::: DOCUMENT SOURCE :::

Laurent Landete est directeur général du Collège des Bernardins. Il a été nommé par le Saint-Siège membre du Dicastère pour les Laïcs, la Famille et la Vie en 2018 puis vice-délégué pontifical pour l'œuvre des Foyers de charité en 2022. Il a été modérateur général de la Communauté de l'Emmanuel de 2009 à 2018. Il est intervenu lors de notre Université d'été pour un temps d'enseignement et d'échange sur l'ecclésiologie de communion. Nous vous partageons une retranscription de son intervention.


La question de l'ecclésiologie de communion est un thème central que je voudrais aborder sous plusieurs facettes au travers de mon expérience avec l'Emmanuel et du dicastère avec, dans un premier temps, un regard plus théologique et canonique éclairé par le terrain et, dans un deuxième temps, à travers ce que l'on travaille aujourd'hui dans l'Eglise.


Il me semble tout d'abord important de rappeler que le Concile Vatican II présente l'Eglise comme le peuple de Dieu rassemblant tous les fidèles du Christ c'est-à-dire l'ensemble du peuple des baptisés. Ce concile a promu le renouveau de la grâce baptismale en partant de la question du renouveau de l'appel à la sainteté de tous les baptisés. Les hommes ne reçoivent pas la sanctification séparément hors de tout lien mutuel ; tous les baptisés sont appelés à porter ensemble le témoignage du Christ sur la terre quels que soient leurs états de vie.

::: DONNÉES FOURNIES :::

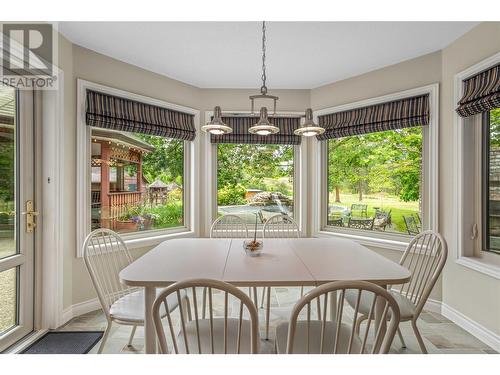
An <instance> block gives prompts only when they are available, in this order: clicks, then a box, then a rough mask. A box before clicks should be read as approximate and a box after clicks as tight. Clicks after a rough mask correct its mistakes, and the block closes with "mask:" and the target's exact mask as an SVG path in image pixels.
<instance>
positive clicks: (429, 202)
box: [311, 83, 439, 251]
mask: <svg viewBox="0 0 500 375" xmlns="http://www.w3.org/2000/svg"><path fill="white" fill-rule="evenodd" d="M425 94H429V111H430V119H429V125H427V126H423V127H422V129H423V147H422V164H423V168H424V171H423V172H424V179H423V189H422V219H423V222H424V227H425V229H432V230H434V231H438V218H439V216H438V207H439V202H438V192H439V190H438V183H439V178H438V176H439V175H438V168H439V159H438V155H439V150H438V145H439V84H438V83H434V84H431V85H427V86H423V87H417V88H413V89H410V90H405V91H400V92H396V93H392V94H389V95H384V96H379V97H376V98H370V99H366V100H362V101H358V102H354V103H349V104H345V105H340V106H336V107H330V108H325V109H321V110H317V111H314V112H313V115H314V120H315V121H318V116H322V115H328V114H332V113H337V112H342V111H347V110H352V109H355V108H360V107H366V106H370V105H376V104H380V103H384V102H389V101H394V100H400V99H404V98H408V97H412V96H417V95H425ZM311 148H312V150H311V156H312V165H313V166H314V168H313V171H312V178H311V183H312V193H313V195H312V200H313V203H312V207H314V209H315V211H314V212H313V215H312V217H313V222H312V233H313V236H315V237H325V236H336V237H343V238H349V239H352V240H354V241H357V242H359V243H361V244H363V245H367V246H372V247H379V248H384V249H392V250H400V251H404V250H405V249H406V247H407V245H408V243H409V241H410V240H411V237H410V236H408V235H405V234H398V233H389V232H375V231H370V232H368V231H366V232H365V231H360V230H352V229H349V228H332V227H328V226H327V225H326V217H327V215H326V209H327V206H328V191H327V190H328V188H327V181H328V180H327V178H328V176H327V173H328V171H327V141H318V140H317V139H316V138H315V139H314V140H313V144H312V145H311Z"/></svg>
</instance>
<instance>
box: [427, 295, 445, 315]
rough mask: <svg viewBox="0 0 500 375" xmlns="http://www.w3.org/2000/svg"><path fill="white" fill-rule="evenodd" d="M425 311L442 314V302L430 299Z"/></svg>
mask: <svg viewBox="0 0 500 375" xmlns="http://www.w3.org/2000/svg"><path fill="white" fill-rule="evenodd" d="M424 310H425V311H430V312H434V313H438V314H441V301H438V300H435V299H430V298H428V299H427V302H426V303H425V305H424Z"/></svg>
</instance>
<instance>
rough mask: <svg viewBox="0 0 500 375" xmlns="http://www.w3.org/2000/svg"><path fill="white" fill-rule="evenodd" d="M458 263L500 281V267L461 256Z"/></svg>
mask: <svg viewBox="0 0 500 375" xmlns="http://www.w3.org/2000/svg"><path fill="white" fill-rule="evenodd" d="M456 262H457V263H458V264H460V265H462V266H464V267H467V268H470V269H472V270H474V271H477V272H480V273H482V274H485V275H488V276H491V277H494V278H495V279H500V267H499V266H497V265H493V264H491V263H487V262H485V261H484V260H481V259H480V258H477V257H465V256H461V257H459V258H458V259H457V260H456Z"/></svg>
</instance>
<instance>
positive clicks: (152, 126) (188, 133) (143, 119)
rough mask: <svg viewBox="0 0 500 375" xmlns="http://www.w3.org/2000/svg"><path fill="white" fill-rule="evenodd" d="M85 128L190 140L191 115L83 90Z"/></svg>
mask: <svg viewBox="0 0 500 375" xmlns="http://www.w3.org/2000/svg"><path fill="white" fill-rule="evenodd" d="M86 121H87V125H89V126H96V127H99V128H106V129H112V130H120V131H126V132H132V133H143V134H149V135H158V136H162V137H168V138H174V139H183V140H186V141H192V140H193V139H194V138H195V136H196V129H195V127H194V116H193V115H191V114H188V113H183V112H178V111H174V110H171V109H167V108H163V107H158V106H154V105H150V104H146V103H141V102H138V101H134V100H129V99H124V98H120V97H117V96H113V95H107V94H103V93H100V92H96V91H92V90H87V106H86Z"/></svg>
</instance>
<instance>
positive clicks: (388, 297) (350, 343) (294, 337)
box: [275, 281, 400, 354]
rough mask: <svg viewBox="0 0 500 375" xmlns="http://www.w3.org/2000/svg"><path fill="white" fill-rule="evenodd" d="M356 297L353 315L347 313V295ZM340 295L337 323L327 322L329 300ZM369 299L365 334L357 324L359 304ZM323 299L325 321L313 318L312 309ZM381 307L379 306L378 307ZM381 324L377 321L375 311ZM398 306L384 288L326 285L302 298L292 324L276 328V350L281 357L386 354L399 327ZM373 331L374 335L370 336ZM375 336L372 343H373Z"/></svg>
mask: <svg viewBox="0 0 500 375" xmlns="http://www.w3.org/2000/svg"><path fill="white" fill-rule="evenodd" d="M349 291H350V292H353V293H354V294H355V296H356V304H355V307H354V312H353V315H352V316H349V314H348V313H347V308H346V306H347V302H346V298H345V297H346V294H347V292H349ZM331 292H334V293H333V295H335V296H336V295H337V294H336V293H339V298H338V301H337V314H336V319H335V321H331V320H327V315H328V314H327V306H328V298H331V295H330V293H331ZM364 296H368V298H370V300H371V301H372V303H371V305H370V309H369V312H368V316H367V320H368V323H367V328H366V330H365V332H364V333H363V334H362V335H359V332H358V331H357V330H356V325H355V322H356V320H357V316H358V315H359V314H360V311H359V307H360V301H361V299H362V298H364ZM318 299H322V303H321V305H322V306H323V314H322V316H323V319H313V318H312V314H311V310H312V306H311V305H312V304H313V301H314V300H318ZM377 305H378V306H377ZM377 308H378V309H379V310H378V312H379V314H380V320H379V321H380V322H385V321H386V320H387V319H389V321H388V324H386V326H387V329H382V327H383V324H377V323H378V321H377V322H376V321H375V316H376V311H377ZM399 316H400V313H399V307H398V304H397V302H396V300H395V299H394V297H393V296H392V295H391V294H390V293H389V292H387V291H386V290H385V289H384V288H382V287H380V286H378V285H375V284H372V283H369V282H366V281H334V282H331V283H327V284H323V285H321V286H319V287H316V288H315V289H313V290H311V291H310V292H309V293H307V294H306V295H305V296H303V297H302V298H301V299H300V300H299V301H298V302H297V303H296V305H295V306H294V307H293V309H292V313H291V316H290V322H284V323H281V324H279V325H278V327H277V328H276V341H275V345H276V346H275V348H276V352H277V353H278V354H284V353H287V354H364V353H371V354H385V353H388V352H389V349H390V347H391V343H392V341H393V339H394V335H395V334H396V330H397V327H398V324H399ZM372 332H374V333H375V335H371V334H370V333H372ZM372 336H374V337H373V340H372Z"/></svg>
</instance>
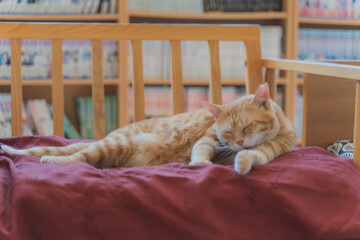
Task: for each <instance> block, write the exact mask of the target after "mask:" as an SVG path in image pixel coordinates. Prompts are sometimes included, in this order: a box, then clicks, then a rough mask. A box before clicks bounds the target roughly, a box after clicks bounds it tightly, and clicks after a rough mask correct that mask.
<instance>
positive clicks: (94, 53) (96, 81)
mask: <svg viewBox="0 0 360 240" xmlns="http://www.w3.org/2000/svg"><path fill="white" fill-rule="evenodd" d="M91 44H92V62H93V82H92V96H93V107H94V139H102V138H104V137H105V111H104V82H103V72H102V41H101V40H92V41H91Z"/></svg>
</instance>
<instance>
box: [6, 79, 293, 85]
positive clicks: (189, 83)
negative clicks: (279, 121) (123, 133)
mask: <svg viewBox="0 0 360 240" xmlns="http://www.w3.org/2000/svg"><path fill="white" fill-rule="evenodd" d="M51 82H52V81H51V80H50V79H34V80H22V82H21V83H22V85H23V86H50V85H51ZM119 83H120V81H119V79H105V80H104V84H105V85H117V84H119ZM144 83H145V84H146V85H170V84H171V81H170V79H160V78H156V79H153V78H145V79H144ZM277 83H278V84H280V85H285V84H286V79H285V78H278V80H277ZM91 84H92V80H91V79H64V85H65V86H84V85H85V86H86V85H88V86H90V85H91ZM129 84H131V79H130V80H129ZM10 85H11V80H0V86H10ZM184 85H186V86H207V85H209V79H184ZM222 85H224V86H227V85H230V86H241V85H245V80H244V79H223V80H222Z"/></svg>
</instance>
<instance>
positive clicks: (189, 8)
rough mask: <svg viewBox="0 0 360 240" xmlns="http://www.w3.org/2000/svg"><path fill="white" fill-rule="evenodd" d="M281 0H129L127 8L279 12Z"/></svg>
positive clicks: (152, 9) (167, 11) (204, 10)
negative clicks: (273, 11) (271, 11)
mask: <svg viewBox="0 0 360 240" xmlns="http://www.w3.org/2000/svg"><path fill="white" fill-rule="evenodd" d="M281 2H282V1H281V0H267V1H263V0H129V8H130V9H131V10H139V11H162V12H194V13H196V12H197V13H201V12H208V11H222V12H254V11H281Z"/></svg>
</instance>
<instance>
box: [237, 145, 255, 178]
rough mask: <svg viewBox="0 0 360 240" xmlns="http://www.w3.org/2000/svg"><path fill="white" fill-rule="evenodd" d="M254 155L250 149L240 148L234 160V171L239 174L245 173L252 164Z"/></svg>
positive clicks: (248, 168) (250, 169)
mask: <svg viewBox="0 0 360 240" xmlns="http://www.w3.org/2000/svg"><path fill="white" fill-rule="evenodd" d="M254 157H255V156H254V155H253V154H251V151H248V150H242V151H240V152H239V153H238V154H237V155H236V156H235V160H234V169H235V172H237V174H239V175H246V174H247V173H248V172H249V171H250V170H251V167H252V165H253V159H254Z"/></svg>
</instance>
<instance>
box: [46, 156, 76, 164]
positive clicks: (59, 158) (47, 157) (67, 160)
mask: <svg viewBox="0 0 360 240" xmlns="http://www.w3.org/2000/svg"><path fill="white" fill-rule="evenodd" d="M67 162H69V161H68V160H67V157H65V156H43V157H41V158H40V163H67Z"/></svg>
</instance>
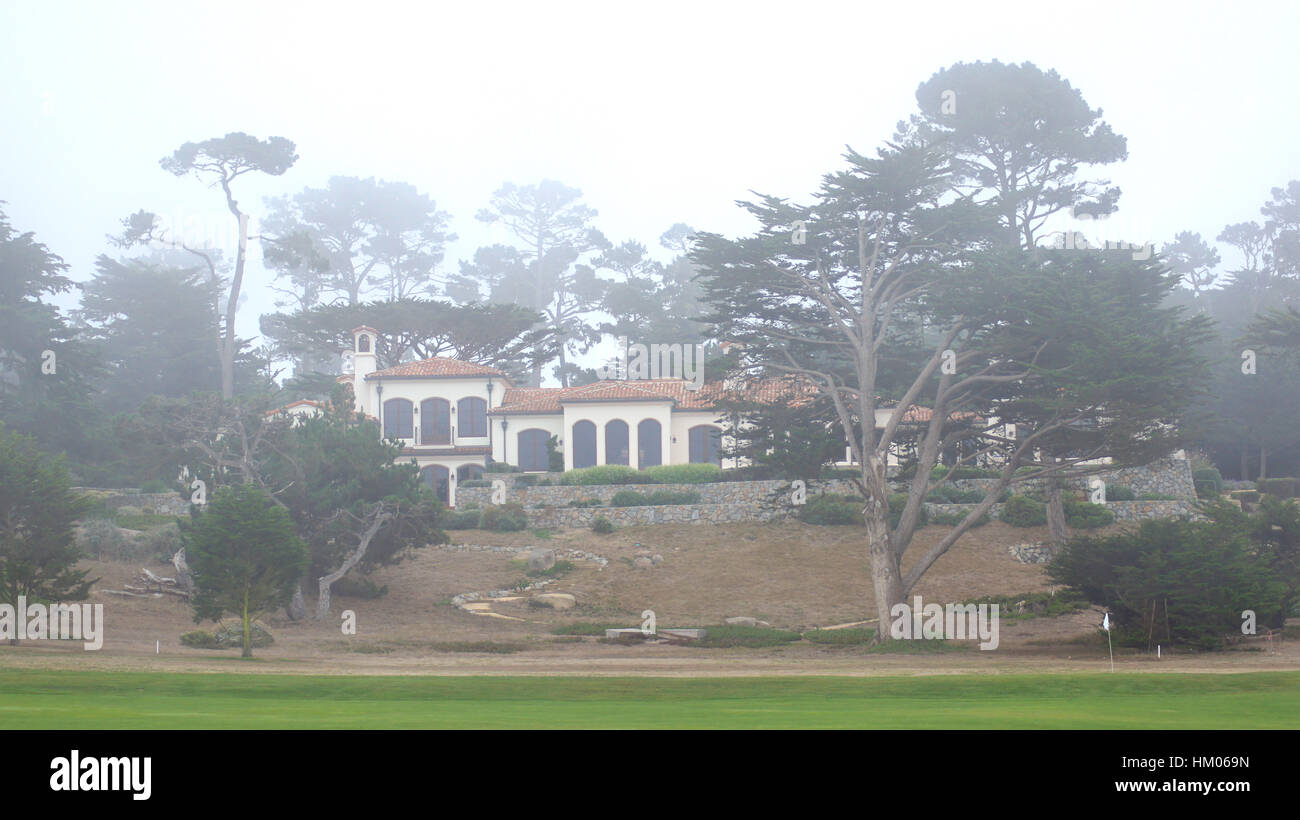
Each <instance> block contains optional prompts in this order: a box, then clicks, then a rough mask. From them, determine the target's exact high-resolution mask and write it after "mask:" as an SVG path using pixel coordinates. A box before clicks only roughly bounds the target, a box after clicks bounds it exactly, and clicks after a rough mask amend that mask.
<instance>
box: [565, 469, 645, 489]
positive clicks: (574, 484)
mask: <svg viewBox="0 0 1300 820" xmlns="http://www.w3.org/2000/svg"><path fill="white" fill-rule="evenodd" d="M560 483H562V485H565V486H573V485H578V486H591V485H602V483H659V482H658V481H655V478H654V476H649V474H646V472H645V470H634V469H632V468H630V467H625V465H623V464H602V465H601V467H585V468H582V469H576V470H568V472H567V473H564V474H563V476H560Z"/></svg>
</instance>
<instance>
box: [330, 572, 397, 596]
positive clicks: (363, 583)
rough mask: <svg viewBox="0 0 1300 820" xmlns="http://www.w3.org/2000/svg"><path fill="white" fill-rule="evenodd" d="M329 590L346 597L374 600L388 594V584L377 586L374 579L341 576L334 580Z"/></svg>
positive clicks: (384, 595) (388, 592)
mask: <svg viewBox="0 0 1300 820" xmlns="http://www.w3.org/2000/svg"><path fill="white" fill-rule="evenodd" d="M330 591H331V593H333V594H337V595H343V596H346V598H363V599H365V600H374V599H376V598H383V596H385V595H387V594H389V586H387V585H386V583H385V585H383V586H378V585H376V583H374V581H370V580H369V578H365V577H361V578H352V577H342V578H339V580H338V581H335V582H334V585H333V586H331V587H330Z"/></svg>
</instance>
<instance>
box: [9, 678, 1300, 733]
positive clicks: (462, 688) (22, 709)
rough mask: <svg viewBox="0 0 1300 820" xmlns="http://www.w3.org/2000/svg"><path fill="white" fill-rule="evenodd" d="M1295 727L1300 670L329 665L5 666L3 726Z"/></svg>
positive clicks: (75, 728) (1226, 728)
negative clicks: (264, 669) (827, 672)
mask: <svg viewBox="0 0 1300 820" xmlns="http://www.w3.org/2000/svg"><path fill="white" fill-rule="evenodd" d="M146 728H161V729H170V728H195V729H279V728H283V729H289V728H292V729H525V728H547V729H591V728H601V729H612V728H633V729H649V728H662V729H669V728H693V729H767V728H772V729H803V728H854V729H857V728H868V729H915V728H923V729H948V728H967V729H991V728H1006V729H1048V728H1069V729H1148V728H1149V729H1201V728H1204V729H1281V728H1288V729H1295V728H1300V672H1268V673H1249V674H1173V673H1171V674H1105V673H1101V674H997V676H933V677H906V678H904V677H888V678H848V677H762V678H572V677H565V678H554V677H551V678H547V677H413V676H412V677H342V676H339V677H325V676H295V674H224V673H221V674H190V673H183V674H149V673H116V672H53V671H19V669H4V671H0V729H146Z"/></svg>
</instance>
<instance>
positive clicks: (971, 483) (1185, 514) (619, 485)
mask: <svg viewBox="0 0 1300 820" xmlns="http://www.w3.org/2000/svg"><path fill="white" fill-rule="evenodd" d="M1097 477H1100V478H1101V480H1102V481H1105V482H1106V483H1108V485H1121V486H1127V487H1130V489H1131V490H1132V491H1134V493H1136V494H1139V495H1140V494H1147V493H1158V494H1164V495H1177V496H1179V500H1148V502H1110V503H1108V504H1106V507H1108V508H1109V509H1112V511H1113V512H1114V513H1115V520H1117V521H1132V520H1139V519H1156V517H1169V516H1184V515H1192V512H1193V511H1192V500H1193V499H1195V498H1196V490H1195V486H1193V483H1192V470H1191V465H1190V464H1188V463H1187V460H1184V459H1178V460H1175V459H1165V460H1161V461H1157V463H1153V464H1152V465H1148V467H1140V468H1123V469H1117V470H1109V472H1105V473H1100V474H1099V476H1097ZM487 478H489V480H491V478H504V480H506V482H507V485H506V503H515V504H523V506H524V508H525V512H526V515H528V522H529V525H530V526H547V528H588V526H590V525H591V521H593V520H594V519H595V517H597V516H604V517H606V519H608V520H610V521H611V522H614V524H615V525H619V526H627V525H636V524H697V522H710V524H716V522H728V521H772V520H776V519H785V517H790V516H792V515H794V513H796V512H797V511H798V508H797V507H794V506H793V503H792V499H790V494H792V491H793V483H792V482H790V481H725V482H714V483H653V485H590V486H569V485H549V486H539V487H538V486H516V485H513V476H512V474H510V473H500V474H495V476H493V474H489V476H487ZM1091 478H1092V477H1082V478H1078V480H1073V483H1074V485H1076V486H1078V487H1079V489H1087V487H1088V483H1089V481H1091ZM996 481H997V480H995V478H962V480H957V481H954V482H953V483H954V485H957V486H958V487H959V489H963V490H972V489H987V487H988V486H991V485H992V483H995V482H996ZM1039 486H1041V482H1040V481H1030V482H1024V483H1022V485H1013V491H1018V493H1023V491H1026V490H1034V489H1037V487H1039ZM623 490H632V491H636V493H655V491H662V490H667V491H677V493H681V491H688V493H698V494H699V502H697V503H694V504H664V506H655V507H607V506H601V507H569V506H568V504H569V503H571V502H581V500H598V502H601V503H602V504H608V503H610V499H611V498H614V495H615V494H616V493H620V491H623ZM819 493H848V494H855V493H857V489H855V485H854V483H853V481H850V480H848V478H828V480H822V481H810V482H809V485H807V495H809V496H813V495H816V494H819ZM491 496H493V489H491V487H461V489H458V491H456V500H458V506H460V507H464V506H465V504H477V506H478V507H487V506H490V504H491ZM134 498H143V496H134ZM173 498H174V496H173ZM182 506H183V502H182ZM970 508H971V506H970V504H932V503H927V504H926V509H927V511H928V512H930V515H936V513H943V512H949V513H961V515H965V513H967V512H969V511H970ZM1001 513H1002V504H995V506H993V507H992V508H991V509H989V517H992V519H998V517H1001Z"/></svg>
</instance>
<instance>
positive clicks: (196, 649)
mask: <svg viewBox="0 0 1300 820" xmlns="http://www.w3.org/2000/svg"><path fill="white" fill-rule="evenodd" d="M181 646H188V647H191V648H196V650H220V648H222V647H221V646H220V645H218V643H217V638H216V635H213V634H212V633H211V632H203V630H201V629H195V630H194V632H187V633H185V634H183V635H181Z"/></svg>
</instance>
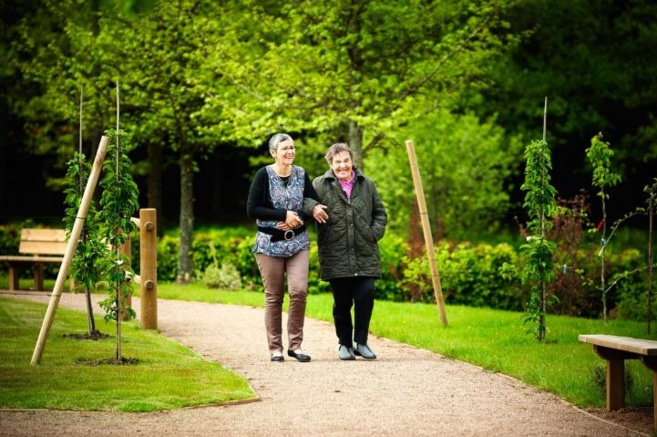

:::

* [EXERCICES À RÉALISER]:
**1)** D'après le texte sur l'ecclésiologie de communion, pendant quelles années Laurent Landete a-t-il été modérateur général de la Communauté de l'Emmanuel ?
**2)** Recopiez le passage du texte sur l'ecclésiologie de communion qui va de « Laurent Landete est » à « de son intervention. », en substituant « Vatican » à « Saint-Siège ».
**3)** Reprenez le texte sur l'ecclésiologie de communion là où il s'arrête et poursuivez-le, s'il vous plaît.

* [CORRIGÉ]:
**1)** De 2009 à 2018.

**2)**
Laurent Landete est directeur général du Collège des Bernardins. Il a été nommé par le Vatican membre du Dicastère pour les Laïcs, la Famille et la Vie en 2018 puis vice-délégué pontifical pour l'œuvre des Foyers de charité en 2022. Il a été modérateur général de la Communauté de l'Emmanuel de 2009 à 2018. Il est intervenu lors de notre Université d'été pour un temps d'enseignement et d'échange sur l'ecclésiologie de communion. Nous vous partageons une retranscription de son intervention.

**3)**
L'importance de la prière


Dans sa lettre d'introduction au nouveau millénaire Novo Millennio Ineunte, Saint Jean-Paul II nous rappelle que le grand défi qui se présentera à nous en ce troisième millénaire est de faire de l'Eglise la maison et l'école de la communion. Il nous rappelle également l'importance de la prière : " Ne nous faisons pas d’illusions : sans ce cheminement spirituel, les moyens extérieurs de la communion serviraient à bien peu de chose. Ils deviendraient des façades sans âme, des masques de communion plus que ses expressions et ses chemins de croissance." Nos communautés doivent être des écoles de communion mais elles ne peuvent l'être que si elles sont également des écoles de prière. Le Pape Jean-Paul II nous invite à ce que nos moments de prière soient des temps de silence, d'écoute active, de dialogue avec le Seigneur, et d'intercession avec le monde. Cette communion n'est pas le fruit d'une relation intramondaine ou d'un processus psychologique, elle se reçoit de Dieu Lui-même.


Pour parler de la communion nous sommes invités à nous mettre dans une posture de contemplation de la Trinité elle-même qui est communion. " Une spiritualité de la communion consiste avant tout en un regard du cœur porté sur le mystère de la Trinité qui habite en nous, et dont la lumière doit aussi être perçue sur le visage des frères qui sont à nos côtés. Une spiritualité de la communion, cela veut dire la capacité d’être attentif, dans l’unité profonde du Corps mystique, à son frère dans la foi, le considérant donc comme « l’un des nôtres », pour savoir partager ses joies et ses souffrances, pour deviner ses désirs et répondre à ses besoins, pour lui offrir une amitié vraie et profonde."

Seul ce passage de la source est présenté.